業績に関しては既にご覧になっていると思いますが、上場する際にも「安定はしているが成長するのか」ということをよく聞かれましたが、おかげさまで、それなりに成長はしていると考えております。昨年、中期経営計画を公表させていただきましたが、規模の拡大、利益の拡大、そして社会インフラを担っているという意識の中で当社が仕事をして業績を伸ばしていくことが社会貢献に繋がるだろうと考え、ぜひ成長させていこうと考えております。
取材者:
成長戦略として、新規の取引先の拡大という部分も挙げられているかと思いますが、具体的に4つの事業の中でどの事業をメインに広げていくといった戦略をお持ちでしょうか。
回答者:
ITイノベーション事業に力を入れていきたいと考えております。当初から事業拡大のテーマとしてDX、デジタル変革というものを掲げておりましたので、それに特に注力できる環境づくりとして、ITイノベーション事業を2022年に金融事業から分離いたしました。
当社の場合、営業は、実際に開発している現場が、取引先と関係を築き信頼を得ながら次の仕事を取っていくという形で動いてきた部分が大きいです。営業が仕事を取ってきて、それを開発に渡して開発が実行するという体制にはなっていないため、現場が今までの関係から横に広げていく、あるいは開発が一段落したタイミングで自社に切り替えていくという進め方が一番やりやすいと考えており、既存の取引先との関係を活かしITイノベーション事業の拡大も図りたいと考えております。

§ 作業指示 1
成長戦略についてのインタビューによると、ITイノベーション事業は2022年にどの事業から分離されたか。
§ 作業指示 2
成長戦略についてのインタビューを、最後の文の後から書き継げ。

§ 記録データ
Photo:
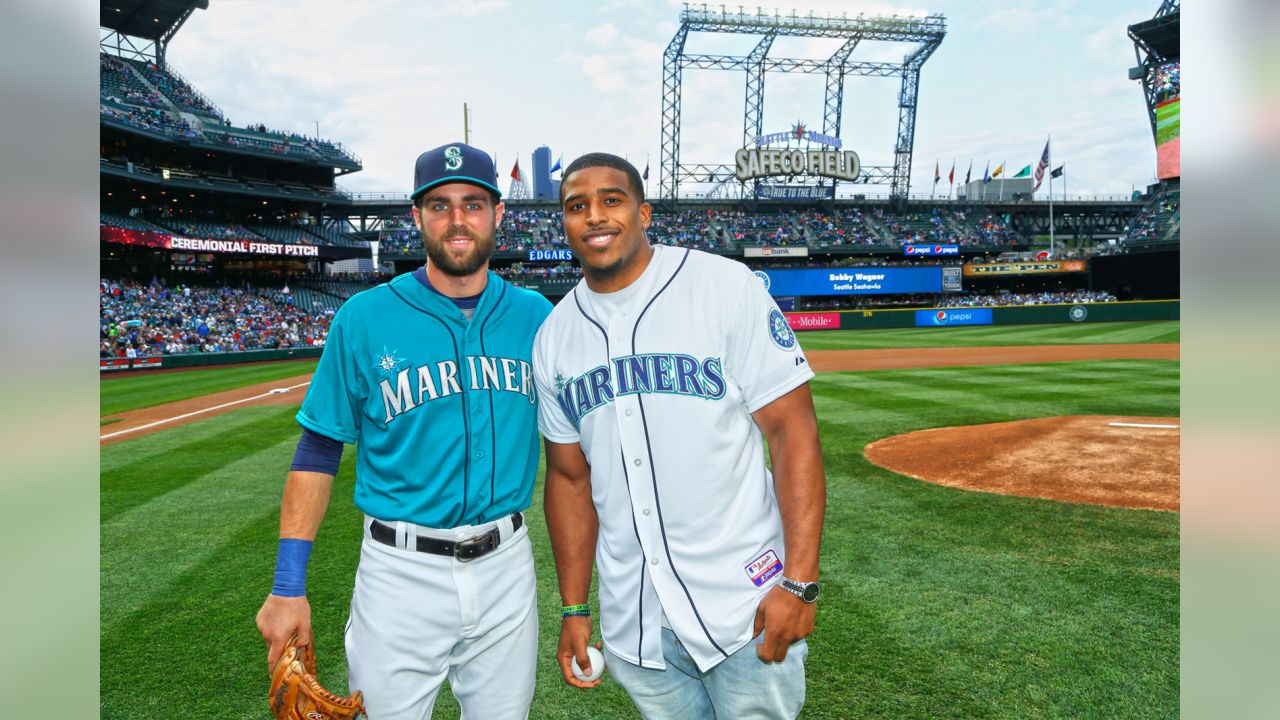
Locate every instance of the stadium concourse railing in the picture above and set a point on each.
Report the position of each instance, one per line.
(807, 320)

§ 解答 1
金融事業から分離された。

§ 解答 2
取材者:
ITイノベーション事業は、金融事業から独立されたということで、金融事業者向けに提供していたサービスを、他の業種にも展開していくのでしょうか。
回答者:
そうですね。ただ、今のところ他の業種にまで展開しているということはなく、金融機関のインフラ、クラウドなどが中心に徐々に生成AIの対応なども行いながら、ビジネス範囲を広げています。あとは、会社全体のDXの旗振り役ということも期待しているところです。
取材者:
具体的にどのようなところからDXを進めていくのでしょうか。
回答者:
既にご承知のことと思いますが、当社は大手のSIer様の仕事をしているため、Sier様が受注したDX案件に参画し、スキルを習得し仕事の幅を広げているフェーズです。
自社が主体となってDXを推進していくということに関しては、まだ少し先になると考えております。やはり自社がお客様と直接取引し請負で仕事をすることによって利益率は上がりますので、そういったところは伸ばしていきたいと考えております。
取材者:
承知いたしました。新規事業の創出や拡大ということも考えられているかと思いますが、いつまでに事業を立ち上げるというような数値的な目標はございますか?
回答者:
特に事業に関して具体的な目標を立てているということはないのですが、1年かけてやってきたこととしては、株式会社MILIZEと業務提携し、AIを使った事業を行うということです。今回「CLIP」という、医療検査、臨床検査システムにAIを組み込んだものを4月から発売することになりました。
株式会社MILIZEはAIに強みを持っており、同社自体が金融のマーケット分析などでAIを使うツールやノウハウを持っていますので、そういった部分を今後の当社の金融事業に活かせるのではないかと考えています。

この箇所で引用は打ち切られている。